_Task statement_:
Copy the part of the listing that opens with the line containing "Task: locate the carved stone ornament." and closes with the line containing "column 100, row 90", swapping in "marble" wherever "stone" appears and leaving everything else unchanged.

_Data entries_:
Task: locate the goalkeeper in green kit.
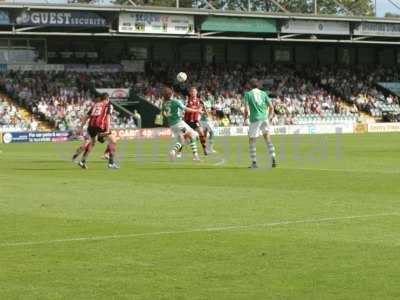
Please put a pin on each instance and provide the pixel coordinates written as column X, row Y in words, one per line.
column 259, row 109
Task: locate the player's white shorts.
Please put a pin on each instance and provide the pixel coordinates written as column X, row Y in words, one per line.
column 207, row 126
column 258, row 128
column 180, row 128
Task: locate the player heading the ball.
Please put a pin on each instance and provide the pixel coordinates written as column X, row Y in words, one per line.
column 172, row 109
column 261, row 110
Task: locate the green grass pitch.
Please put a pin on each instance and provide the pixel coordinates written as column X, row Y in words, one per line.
column 324, row 225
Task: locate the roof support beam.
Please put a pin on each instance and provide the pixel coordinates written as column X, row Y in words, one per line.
column 279, row 6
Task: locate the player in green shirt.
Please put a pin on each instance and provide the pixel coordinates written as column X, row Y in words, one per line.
column 172, row 110
column 260, row 108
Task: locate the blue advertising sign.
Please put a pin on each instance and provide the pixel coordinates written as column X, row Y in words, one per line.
column 35, row 137
column 15, row 137
column 4, row 18
column 61, row 18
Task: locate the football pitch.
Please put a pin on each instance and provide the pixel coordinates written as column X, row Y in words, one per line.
column 324, row 225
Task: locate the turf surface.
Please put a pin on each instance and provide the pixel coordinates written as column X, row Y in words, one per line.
column 324, row 225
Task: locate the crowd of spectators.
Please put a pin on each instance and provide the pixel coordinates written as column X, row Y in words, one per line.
column 293, row 95
column 63, row 98
column 11, row 118
column 358, row 85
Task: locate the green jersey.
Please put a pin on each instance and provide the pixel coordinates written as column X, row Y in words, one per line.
column 258, row 102
column 208, row 107
column 173, row 110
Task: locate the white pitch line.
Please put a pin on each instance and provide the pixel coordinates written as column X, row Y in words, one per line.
column 219, row 163
column 204, row 230
column 340, row 170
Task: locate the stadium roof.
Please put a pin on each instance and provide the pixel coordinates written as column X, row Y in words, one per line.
column 196, row 11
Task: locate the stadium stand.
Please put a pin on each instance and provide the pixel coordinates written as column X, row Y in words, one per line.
column 61, row 98
column 297, row 100
column 314, row 95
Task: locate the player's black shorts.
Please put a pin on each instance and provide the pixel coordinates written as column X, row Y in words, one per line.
column 97, row 132
column 194, row 125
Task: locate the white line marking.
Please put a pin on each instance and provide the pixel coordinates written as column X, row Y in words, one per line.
column 210, row 229
column 219, row 163
column 341, row 170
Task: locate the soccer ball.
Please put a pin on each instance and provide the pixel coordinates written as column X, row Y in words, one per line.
column 181, row 77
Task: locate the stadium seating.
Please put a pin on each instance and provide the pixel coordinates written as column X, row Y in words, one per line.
column 309, row 96
column 62, row 98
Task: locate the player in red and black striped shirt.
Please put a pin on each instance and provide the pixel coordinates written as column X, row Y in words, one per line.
column 99, row 127
column 193, row 118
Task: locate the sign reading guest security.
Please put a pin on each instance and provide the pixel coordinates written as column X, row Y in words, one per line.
column 64, row 19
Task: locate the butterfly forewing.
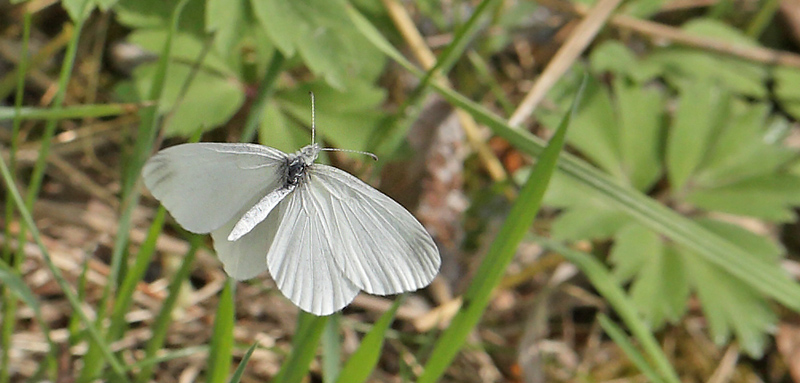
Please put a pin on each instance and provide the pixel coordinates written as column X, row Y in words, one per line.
column 204, row 185
column 377, row 244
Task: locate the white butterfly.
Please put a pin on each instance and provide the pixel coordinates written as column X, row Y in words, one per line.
column 323, row 234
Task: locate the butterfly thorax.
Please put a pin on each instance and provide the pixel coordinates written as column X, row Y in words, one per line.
column 297, row 163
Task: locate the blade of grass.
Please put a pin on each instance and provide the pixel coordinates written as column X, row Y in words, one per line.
column 265, row 91
column 360, row 365
column 161, row 323
column 135, row 274
column 95, row 339
column 14, row 258
column 149, row 119
column 68, row 112
column 221, row 346
column 618, row 336
column 237, row 375
column 607, row 286
column 393, row 131
column 499, row 255
column 304, row 348
column 331, row 349
column 764, row 276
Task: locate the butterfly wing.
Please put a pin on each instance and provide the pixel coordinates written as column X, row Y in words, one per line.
column 377, row 244
column 301, row 259
column 246, row 257
column 204, row 185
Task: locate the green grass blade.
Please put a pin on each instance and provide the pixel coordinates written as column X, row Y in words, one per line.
column 67, row 112
column 763, row 276
column 221, row 347
column 304, row 348
column 499, row 255
column 149, row 119
column 161, row 323
column 363, row 361
column 331, row 349
column 75, row 304
column 237, row 375
column 621, row 339
column 607, row 286
column 265, row 91
column 14, row 258
column 124, row 296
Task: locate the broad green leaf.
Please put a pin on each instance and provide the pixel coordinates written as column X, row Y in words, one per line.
column 607, row 286
column 321, row 32
column 736, row 146
column 731, row 307
column 188, row 48
column 210, row 101
column 344, row 118
column 634, row 246
column 227, row 20
column 158, row 13
column 685, row 64
column 787, row 89
column 595, row 131
column 769, row 197
column 751, row 242
column 588, row 222
column 276, row 131
column 613, row 56
column 692, row 130
column 640, row 111
column 661, row 289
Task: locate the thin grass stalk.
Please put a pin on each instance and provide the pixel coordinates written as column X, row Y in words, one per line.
column 13, row 259
column 130, row 193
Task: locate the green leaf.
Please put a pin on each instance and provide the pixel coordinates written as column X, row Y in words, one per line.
column 345, row 119
column 595, row 131
column 321, row 32
column 360, row 365
column 613, row 56
column 731, row 307
column 158, row 14
column 588, row 222
column 276, row 130
column 221, row 347
column 187, row 48
column 227, row 19
column 634, row 246
column 661, row 288
column 751, row 242
column 641, row 132
column 786, row 89
column 769, row 197
column 743, row 148
column 691, row 132
column 210, row 101
column 607, row 286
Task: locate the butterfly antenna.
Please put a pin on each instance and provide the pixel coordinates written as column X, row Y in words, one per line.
column 371, row 155
column 314, row 130
column 313, row 119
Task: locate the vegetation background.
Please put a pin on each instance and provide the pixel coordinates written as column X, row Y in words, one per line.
column 665, row 249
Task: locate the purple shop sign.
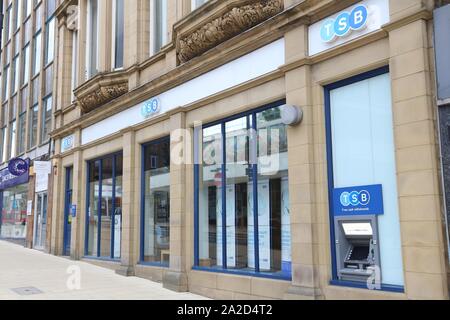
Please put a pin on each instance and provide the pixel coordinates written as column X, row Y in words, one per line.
column 20, row 176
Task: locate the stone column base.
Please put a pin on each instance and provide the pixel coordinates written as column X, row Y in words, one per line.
column 303, row 293
column 175, row 281
column 126, row 271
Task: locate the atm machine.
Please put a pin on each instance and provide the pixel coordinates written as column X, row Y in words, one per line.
column 357, row 248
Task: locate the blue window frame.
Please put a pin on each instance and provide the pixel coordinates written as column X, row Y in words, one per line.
column 67, row 213
column 106, row 207
column 155, row 203
column 251, row 261
column 331, row 183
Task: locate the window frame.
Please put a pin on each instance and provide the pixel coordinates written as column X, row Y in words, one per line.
column 153, row 23
column 114, row 39
column 89, row 162
column 142, row 205
column 330, row 170
column 89, row 40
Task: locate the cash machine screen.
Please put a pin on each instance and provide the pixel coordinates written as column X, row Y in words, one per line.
column 357, row 229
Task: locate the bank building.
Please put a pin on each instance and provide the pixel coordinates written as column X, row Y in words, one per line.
column 237, row 149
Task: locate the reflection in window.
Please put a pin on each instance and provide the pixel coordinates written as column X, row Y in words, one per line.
column 227, row 203
column 157, row 203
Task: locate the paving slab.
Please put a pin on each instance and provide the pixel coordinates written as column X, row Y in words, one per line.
column 33, row 275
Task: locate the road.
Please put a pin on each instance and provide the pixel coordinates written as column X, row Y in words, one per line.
column 32, row 275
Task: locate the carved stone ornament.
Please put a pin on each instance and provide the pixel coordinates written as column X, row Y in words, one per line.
column 102, row 95
column 72, row 17
column 229, row 25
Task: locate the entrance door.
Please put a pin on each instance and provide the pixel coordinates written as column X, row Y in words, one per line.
column 67, row 213
column 40, row 221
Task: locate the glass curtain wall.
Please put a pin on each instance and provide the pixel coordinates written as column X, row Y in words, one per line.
column 104, row 219
column 235, row 157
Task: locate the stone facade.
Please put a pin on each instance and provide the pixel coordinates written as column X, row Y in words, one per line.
column 404, row 44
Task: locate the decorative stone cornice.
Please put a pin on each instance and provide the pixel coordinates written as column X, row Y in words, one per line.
column 235, row 21
column 100, row 90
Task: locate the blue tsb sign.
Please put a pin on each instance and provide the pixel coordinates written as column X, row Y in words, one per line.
column 151, row 108
column 364, row 200
column 344, row 23
column 15, row 174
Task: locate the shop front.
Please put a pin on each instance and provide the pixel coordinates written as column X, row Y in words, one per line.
column 14, row 201
column 304, row 168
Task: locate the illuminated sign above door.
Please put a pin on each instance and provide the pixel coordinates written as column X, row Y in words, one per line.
column 354, row 22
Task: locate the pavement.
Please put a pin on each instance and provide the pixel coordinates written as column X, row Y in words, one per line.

_Right answer_:
Task: locate the carved marble ornament.
Please put a pin on each instance and provide the pixel coordinates written as column X, row Y in words, one per line.
column 102, row 95
column 72, row 17
column 229, row 25
Task: locate the entrance door.
Please put a pin on each instance and provide the pixel coordinates written as column X, row Y in words, one per line.
column 67, row 213
column 40, row 221
Task: locate the glass curtain wall.
Please put a pin on each instance and provide the pixel coordinates written as column X, row Y in words, one per line.
column 104, row 219
column 235, row 157
Task: locate the marble facade.
Please put a pin on each instance and provide the pixel coordinates written as column X, row Y in words, one per line.
column 404, row 44
Task: locate the decorative marble cornice.
Please put a pin on each instance and provide the pixel coordinates written as column X, row Y in words, one per line.
column 235, row 21
column 100, row 90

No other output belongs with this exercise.